Passage:
>> Begin

Lecture Series | 2022 Wallace Seminars on Collections and Collecting
This year’s Wallace Seminar Series on Collections and Collecting:
2022 Wallace Collection Seminars on the History of Collections and Collecting
Online and/or In-Person (depending upon session), The Wallace Collection, London, last Monday of most months
Established in 2006, The Seminars in the History of Collecting series helps fulfil The Wallace Collection’s commitment to the research and study of the history of collections and collecting, especially in the 18th and 19th centuries in Paris and London. Seminars are normally held on the last Monday of each month, excluding August and December. They act as a forum for the presentation and discussion of new research into the history of collecting, and are open to curators, academics, historians, archivists and all those with an interest in the subject. Each seminar is 45–60 minutes long, with time for Q&A.
Book your place via the Wallace Collection website. Bookings will open a few weeks before each seminar. A detailed summary of each forthcoming seminar will be provided around the same time. Please also check the website nearer the time to find out whether the seminar will be held in person at the Wallace Collection, or online via Zoom.
Monday, 17 January
Lelia Packer (Curator of Dutch, Italian, Spanish, German, and Pre-1600 Paintings, The Wallace Collection), The Laughing Cavalier, the ‘Mad Marquis’, and the Revival of Frans Hals
Monday, 28 February
Malika Zekhni (PhD Candidate, Faculty of History, University of Cambridge), Between Empires and beyond Labels: Collecting and Presenting Central Asia in British Museums
Monday, 28 March
John D. Ward (Head of Silver and Vertu Department, Sotheby’s, New York), The Lost George J. Gould Collection and the Beginning of Duveen Taste in America
Monday, 25 April
Paweł Gołyźniak (Research Fellow, Department of Classical Archaeology, Institute of Archaeology, Jagiellonian University, Krakow, Poland), Philipp von Stosch (1691–1757) and His Circle: Collecting and Studying of Ancient Engraved Gems, from Antiquarianism to Proto-Archaeology
Monday, 30 May
Simon Kelly (Curator and Head of Department of Modern and Contemporary Art, Saint Louis Art Museum), Collector, Photographer, Art Critic: The Multiple Roles of Paul Casimir-Périer (1812–1897)

>> End

Task A:
Using the seminar announcement, explain why readers are told to check the Wallace Collection website nearer the time of each seminar.
Task B:
Pick up the Wallace seminar listing after its final entry and carry the schedule on.

Information given:

>> Begin

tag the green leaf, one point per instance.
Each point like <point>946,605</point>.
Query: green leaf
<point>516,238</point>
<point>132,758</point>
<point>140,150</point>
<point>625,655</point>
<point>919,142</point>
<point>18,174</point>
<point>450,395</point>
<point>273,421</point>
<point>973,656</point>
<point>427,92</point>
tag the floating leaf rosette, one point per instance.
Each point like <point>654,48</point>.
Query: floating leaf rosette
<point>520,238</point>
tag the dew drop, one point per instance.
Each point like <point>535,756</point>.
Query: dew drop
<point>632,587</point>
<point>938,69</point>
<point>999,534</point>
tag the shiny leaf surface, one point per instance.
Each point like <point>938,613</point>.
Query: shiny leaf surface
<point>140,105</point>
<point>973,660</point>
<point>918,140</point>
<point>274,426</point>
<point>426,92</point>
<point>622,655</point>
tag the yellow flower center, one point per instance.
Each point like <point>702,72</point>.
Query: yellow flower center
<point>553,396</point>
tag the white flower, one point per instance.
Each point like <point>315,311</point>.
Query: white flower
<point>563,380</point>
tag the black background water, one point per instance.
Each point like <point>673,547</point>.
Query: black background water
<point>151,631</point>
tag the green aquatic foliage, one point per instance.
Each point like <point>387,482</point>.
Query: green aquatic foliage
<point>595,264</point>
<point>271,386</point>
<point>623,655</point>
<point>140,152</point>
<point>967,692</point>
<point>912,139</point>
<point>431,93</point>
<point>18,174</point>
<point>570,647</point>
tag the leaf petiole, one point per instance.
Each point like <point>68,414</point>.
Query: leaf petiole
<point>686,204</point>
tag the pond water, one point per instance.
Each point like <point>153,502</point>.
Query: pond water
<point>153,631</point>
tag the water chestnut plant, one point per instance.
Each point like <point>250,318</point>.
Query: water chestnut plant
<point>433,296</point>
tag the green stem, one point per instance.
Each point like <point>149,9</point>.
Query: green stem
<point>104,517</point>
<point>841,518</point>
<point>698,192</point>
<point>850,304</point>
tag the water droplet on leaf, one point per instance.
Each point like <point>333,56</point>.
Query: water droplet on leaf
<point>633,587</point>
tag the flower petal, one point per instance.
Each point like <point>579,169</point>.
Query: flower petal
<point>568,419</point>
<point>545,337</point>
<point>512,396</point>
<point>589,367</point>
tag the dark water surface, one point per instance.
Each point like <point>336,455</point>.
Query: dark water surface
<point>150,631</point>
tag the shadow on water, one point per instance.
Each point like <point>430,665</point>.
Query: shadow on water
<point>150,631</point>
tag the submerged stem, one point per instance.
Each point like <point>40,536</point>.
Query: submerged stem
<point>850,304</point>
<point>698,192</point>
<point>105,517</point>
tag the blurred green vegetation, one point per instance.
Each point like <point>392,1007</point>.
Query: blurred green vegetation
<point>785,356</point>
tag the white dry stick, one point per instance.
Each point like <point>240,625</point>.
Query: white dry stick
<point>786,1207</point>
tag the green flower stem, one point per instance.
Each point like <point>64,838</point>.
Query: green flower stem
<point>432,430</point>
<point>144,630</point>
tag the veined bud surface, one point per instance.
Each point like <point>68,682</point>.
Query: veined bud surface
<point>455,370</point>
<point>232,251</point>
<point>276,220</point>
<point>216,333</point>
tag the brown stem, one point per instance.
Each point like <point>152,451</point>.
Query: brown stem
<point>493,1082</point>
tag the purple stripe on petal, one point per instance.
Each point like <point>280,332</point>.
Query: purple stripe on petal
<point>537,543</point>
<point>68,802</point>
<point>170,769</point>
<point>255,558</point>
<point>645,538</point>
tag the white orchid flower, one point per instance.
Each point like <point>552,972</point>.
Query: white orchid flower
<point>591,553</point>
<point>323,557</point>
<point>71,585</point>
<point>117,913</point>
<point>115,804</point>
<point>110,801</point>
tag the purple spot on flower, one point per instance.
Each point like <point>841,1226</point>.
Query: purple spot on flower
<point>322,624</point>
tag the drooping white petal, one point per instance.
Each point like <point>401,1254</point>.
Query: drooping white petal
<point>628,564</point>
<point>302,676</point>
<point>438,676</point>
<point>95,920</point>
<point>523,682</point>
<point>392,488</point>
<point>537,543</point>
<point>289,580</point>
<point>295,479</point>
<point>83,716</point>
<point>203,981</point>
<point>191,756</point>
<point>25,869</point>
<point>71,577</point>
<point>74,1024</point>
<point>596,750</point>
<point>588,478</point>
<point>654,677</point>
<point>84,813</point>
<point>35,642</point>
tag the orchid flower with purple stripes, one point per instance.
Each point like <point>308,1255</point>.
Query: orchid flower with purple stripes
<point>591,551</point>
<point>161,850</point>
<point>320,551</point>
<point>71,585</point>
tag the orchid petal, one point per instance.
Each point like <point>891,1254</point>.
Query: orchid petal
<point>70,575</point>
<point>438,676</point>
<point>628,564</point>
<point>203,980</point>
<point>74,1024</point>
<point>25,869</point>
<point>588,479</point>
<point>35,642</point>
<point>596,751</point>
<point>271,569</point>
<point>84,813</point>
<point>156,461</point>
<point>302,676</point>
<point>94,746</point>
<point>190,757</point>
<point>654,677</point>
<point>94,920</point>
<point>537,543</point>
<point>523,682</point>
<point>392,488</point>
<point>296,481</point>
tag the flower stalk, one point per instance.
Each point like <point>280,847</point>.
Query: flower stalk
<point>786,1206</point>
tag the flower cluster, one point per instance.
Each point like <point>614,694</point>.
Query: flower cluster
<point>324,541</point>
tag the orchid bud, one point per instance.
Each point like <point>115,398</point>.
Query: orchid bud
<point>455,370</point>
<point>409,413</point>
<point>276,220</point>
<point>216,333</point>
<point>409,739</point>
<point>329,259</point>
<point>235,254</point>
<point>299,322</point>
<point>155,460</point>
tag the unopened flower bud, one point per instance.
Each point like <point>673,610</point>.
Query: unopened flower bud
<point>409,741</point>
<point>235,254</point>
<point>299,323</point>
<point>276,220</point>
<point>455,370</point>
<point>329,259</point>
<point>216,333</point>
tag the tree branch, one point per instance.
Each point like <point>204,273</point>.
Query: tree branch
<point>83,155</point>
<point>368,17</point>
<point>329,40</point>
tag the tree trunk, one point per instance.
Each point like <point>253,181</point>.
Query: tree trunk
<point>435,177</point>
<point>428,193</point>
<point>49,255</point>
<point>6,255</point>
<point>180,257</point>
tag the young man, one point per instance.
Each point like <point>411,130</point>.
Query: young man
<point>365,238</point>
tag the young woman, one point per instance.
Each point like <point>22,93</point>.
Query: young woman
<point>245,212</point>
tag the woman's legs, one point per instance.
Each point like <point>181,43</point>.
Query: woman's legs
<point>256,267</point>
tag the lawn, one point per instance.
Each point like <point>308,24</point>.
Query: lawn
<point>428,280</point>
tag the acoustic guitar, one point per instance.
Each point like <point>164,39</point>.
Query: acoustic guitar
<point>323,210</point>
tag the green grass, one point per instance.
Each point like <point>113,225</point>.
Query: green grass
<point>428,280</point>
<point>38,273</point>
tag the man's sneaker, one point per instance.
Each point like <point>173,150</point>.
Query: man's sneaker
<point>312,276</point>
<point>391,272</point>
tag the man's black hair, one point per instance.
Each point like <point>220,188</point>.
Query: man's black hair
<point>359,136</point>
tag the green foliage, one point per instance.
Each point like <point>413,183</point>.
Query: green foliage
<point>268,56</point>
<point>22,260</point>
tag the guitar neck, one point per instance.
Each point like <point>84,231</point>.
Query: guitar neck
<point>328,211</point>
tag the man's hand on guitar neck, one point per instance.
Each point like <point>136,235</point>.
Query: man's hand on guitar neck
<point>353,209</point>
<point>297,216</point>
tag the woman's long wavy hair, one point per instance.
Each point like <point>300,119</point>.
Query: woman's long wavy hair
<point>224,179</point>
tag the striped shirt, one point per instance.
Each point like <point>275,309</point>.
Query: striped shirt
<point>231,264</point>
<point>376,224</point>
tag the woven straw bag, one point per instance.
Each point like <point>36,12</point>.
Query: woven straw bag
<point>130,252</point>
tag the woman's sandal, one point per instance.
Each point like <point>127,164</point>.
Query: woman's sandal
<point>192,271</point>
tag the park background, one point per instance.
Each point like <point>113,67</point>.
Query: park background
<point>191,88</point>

>> End

Written answer A:
Readers should check the website nearer the time because that is how they will find out whether the seminar will be held in person at the Wallace Collection or online via Zoom.

Written answer B:
Monday, 27 June
John E. Davies (Independent Scholar), Ancient and Modern: The Collecting Habit of John Campbell, First Baron Cawdor (1755–1821)
Monday, 25 July
Felicity Myrone (Lead Curator, Western Prints and Drawings, British Library, London), Prints and Drawings at the British Library: Revealing Hidden Collections
Monday, 26 September
Feng Schöneweiß (PhD Candidate, University of Heidelberg), Provenancing the Dragoon Vases: Porcelain, Architecture, and Monumentality in German Antiquarianism, 1700–1933
Monday, 31 October
Rosie Razzall (Curator of Prints and Drawings, Royal Collection Trust, London), Paul Sandby’s Collection of Drawings
Monday, 28 November
Tom Hardwick (Consulting Curator of Egyptology, Houston Museum of Natural Science), Wonderfully Expensive Things: Howard Carter and the Market for Egyptian Art, 1920–1940
Online Talks | HECAA Emerging Scholars Showcase, Spring 2022
HECAA Emerging Scholars Showcase
Online, Saturday, 23 April 2022, 12.30–2.00pm (ET)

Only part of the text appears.